Tasks for this exercise:
(A) Can you duplicate the part of the article on healthcare for an ageing population below that opens with the words containing "John Ayling, PHO" and closes with "healthier for longer."?
(B) According to the article on healthcare for an ageing population below, what share of New Zealanders will be aged 65 or older by 2041?
(C) Why does the article on healthcare for an ageing population below say that a strategy focused on wellness and prevention is good business as well as good medicine? Answer in one to three sentences.

Start of Given passage

RON EMERSON discusses ways that technology could improve healthcare for our growing ageing population.
When it comes to mapping a vision for New Zealand’s healthcare industry, it’s clear that major changes are needed to improve fiscal management and clinical outcomes in order to create a sustainable future; particularly, when you consider that by 2041almost a quarter (24 per cent) of New Zealanders will be aged 65 or older.
John Ayling, PHO (Primary Health Organisation) Alliance chair, summed it up when he said, “Our health service is one of the greatest in the world. But we have an ageing population living with more long-term conditions, increasing incidence of obesity, the challenge of technological advancement and rising public expectations, all of which are combining to place unsustainable pressures on hospitals, general practices and aged care providers.”
It’s clear that this continued growth in an older population and subsequent demand on health services infrastructure, including access to specialists and practitioners, poses a significant challenge. Healthcare providers are starting to realise that prevention is better than cure, and that patient care should shift from treating ill health and chronic conditions to prevention and wellness – keeping people healthier for longer.
When wellness and improved care coordination makes fiscal sense
Putting in place a strategy that focuses on wellness and prevention is not only good medicine, but it’s also good business. According to a number of studies, it costs 3.5 times more to treat patients with chronic illness than it does to treat patients without it.
A study published in The New Zealand Medical Journal reported that 13.8 per cent of all acute medical admissions in over-65-year-olds were 30-day readmissions and 25.5 per cent were 90-day readmissions. This is not good for the patient, the hospital, or for the financing agencies. On the other hand, research has shown that excellent planning and good follow-up care coordination can improve patients’ health, reduce readmissions and decrease healthcare costs.
With more New Zealanders choosing to live at home as they age, what additional facilities and provisions are they going to need? It is expected that the delivery of collaborative and home-based care will become increasingly important.
Home-based care involves a broad spectrum of professionals, from nurses to medical specialists. Together, these advisors and specialists can work to address physical, emotional, spiritual and social concerns that reach beyond a single patient to involve family members and close friends. There is a requirement for collaboration and communication across all types of government agencies and citizens (both healthcare providers and patients with their support networks), regardless of location or situation.

End of Given passage
Start of Record excerpts

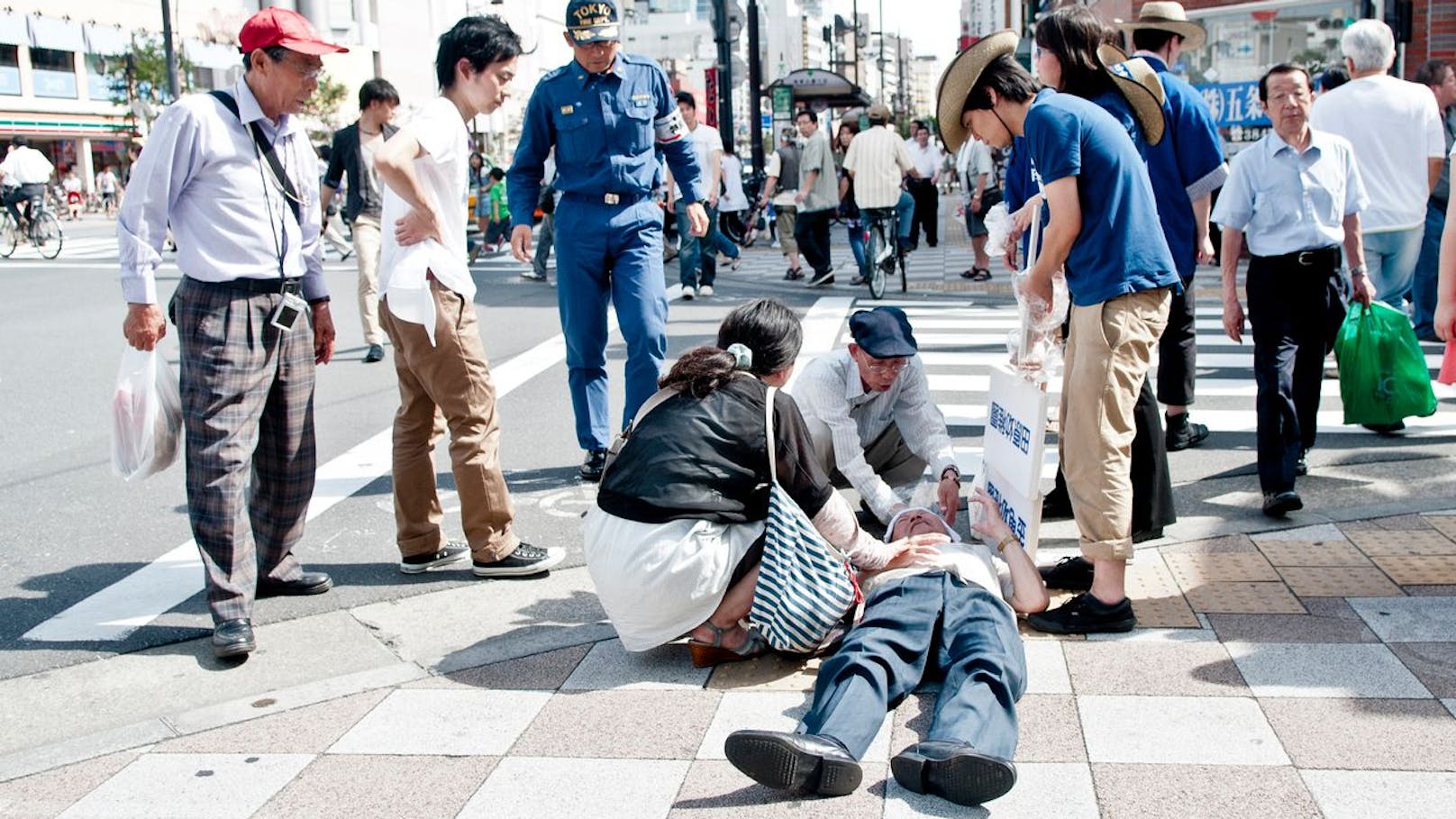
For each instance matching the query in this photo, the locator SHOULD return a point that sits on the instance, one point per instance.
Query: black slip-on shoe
(306, 583)
(593, 467)
(796, 762)
(1279, 505)
(1085, 615)
(233, 639)
(1073, 573)
(449, 554)
(520, 563)
(954, 771)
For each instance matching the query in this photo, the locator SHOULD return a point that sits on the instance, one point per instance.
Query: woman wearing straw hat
(1104, 231)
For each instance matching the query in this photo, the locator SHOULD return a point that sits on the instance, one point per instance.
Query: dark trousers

End of Record excerpts

Responses to the tasks:
(A)
John Ayling, PHO (Primary Health Organisation) Alliance chair, summed it up when he said, “Our health service is one of the greatest in the world. But we have an ageing population living with more long-term conditions, increasing incidence of obesity, the challenge of technological advancement and rising public expectations, all of which are combining to place unsustainable pressures on hospitals, general practices and aged care providers.”
It’s clear that this continued growth in an older population and subsequent demand on health services infrastructure, including access to specialists and practitioners, poses a significant challenge. Healthcare providers are starting to realise that prevention is better than cure, and that patient care should shift from treating ill health and chronic conditions to prevention and wellness – keeping people healthier for longer.

(B) Almost a quarter, or 24 percent.

(C) According to a number of studies, treating patients with chronic illness costs 3.5 times more than treating patients without it. Keeping people healthier for longer therefore saves money.